■ Your goal: Copy out the data below character for character, everything from the line containing "If you could pick out the bird's" down to the final line, with both of those lines included.

***

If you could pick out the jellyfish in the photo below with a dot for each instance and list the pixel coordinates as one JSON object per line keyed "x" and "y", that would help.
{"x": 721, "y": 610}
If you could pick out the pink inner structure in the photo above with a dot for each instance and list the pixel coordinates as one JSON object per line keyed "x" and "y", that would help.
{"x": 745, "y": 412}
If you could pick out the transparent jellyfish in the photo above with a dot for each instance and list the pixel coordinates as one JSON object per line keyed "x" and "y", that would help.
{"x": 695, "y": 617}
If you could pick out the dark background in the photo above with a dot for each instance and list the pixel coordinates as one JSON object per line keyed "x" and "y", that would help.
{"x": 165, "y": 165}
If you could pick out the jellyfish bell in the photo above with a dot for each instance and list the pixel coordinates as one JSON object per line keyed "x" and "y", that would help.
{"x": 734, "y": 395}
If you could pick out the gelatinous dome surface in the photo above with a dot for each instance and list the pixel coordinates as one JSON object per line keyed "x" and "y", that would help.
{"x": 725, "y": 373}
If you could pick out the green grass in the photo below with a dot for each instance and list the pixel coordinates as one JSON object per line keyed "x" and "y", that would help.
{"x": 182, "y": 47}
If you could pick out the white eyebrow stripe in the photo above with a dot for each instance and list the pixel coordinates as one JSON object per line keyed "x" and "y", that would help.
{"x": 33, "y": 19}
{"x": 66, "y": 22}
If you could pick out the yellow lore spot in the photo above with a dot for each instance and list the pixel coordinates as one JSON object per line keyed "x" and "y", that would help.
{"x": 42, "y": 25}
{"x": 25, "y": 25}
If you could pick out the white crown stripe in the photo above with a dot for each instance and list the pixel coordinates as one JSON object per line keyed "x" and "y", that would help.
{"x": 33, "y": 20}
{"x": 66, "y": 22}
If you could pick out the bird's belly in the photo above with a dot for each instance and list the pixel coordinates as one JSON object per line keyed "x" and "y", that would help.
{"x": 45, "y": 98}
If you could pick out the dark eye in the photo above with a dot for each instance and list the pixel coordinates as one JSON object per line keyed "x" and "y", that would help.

***

■ Output of the task:
If you could pick out the bird's belly in the photo above with a dot for each instance and list the pixel coordinates as one JSON object per line keyed "x" and "y", that would help.
{"x": 45, "y": 98}
If you could pick out the dark eye in the photo above with a dot for each instance and list the pixel coordinates as one JSON object per line keyed "x" and "y", that would help.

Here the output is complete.